Task directions:
Please print the entire listing below line for line, with no changes.

Supplied data:
================
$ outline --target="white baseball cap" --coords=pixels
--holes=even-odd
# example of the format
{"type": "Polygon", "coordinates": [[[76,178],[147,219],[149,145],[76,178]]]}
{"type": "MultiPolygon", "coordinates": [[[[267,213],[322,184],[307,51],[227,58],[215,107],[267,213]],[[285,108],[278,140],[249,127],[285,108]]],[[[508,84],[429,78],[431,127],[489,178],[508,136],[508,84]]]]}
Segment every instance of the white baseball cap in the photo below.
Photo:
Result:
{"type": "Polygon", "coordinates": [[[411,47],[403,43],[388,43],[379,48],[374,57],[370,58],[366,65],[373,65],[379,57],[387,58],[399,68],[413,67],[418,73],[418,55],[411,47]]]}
================
Result of the exercise:
$ outline --target="white baseball cap" --coords=pixels
--holes=even-odd
# example of the format
{"type": "Polygon", "coordinates": [[[76,178],[147,219],[149,145],[76,178]]]}
{"type": "MultiPolygon", "coordinates": [[[[267,213],[322,184],[307,51],[227,58],[215,107],[267,213]],[[285,108],[278,140],[249,127],[285,108]]],[[[508,84],[429,78],[431,127],[489,178],[508,136],[508,84]]]]}
Segment every instance of the white baseball cap in the photo below.
Photo:
Result:
{"type": "Polygon", "coordinates": [[[411,47],[403,43],[388,43],[379,48],[374,57],[370,58],[366,65],[373,65],[379,57],[387,58],[399,68],[413,67],[418,73],[418,55],[411,47]]]}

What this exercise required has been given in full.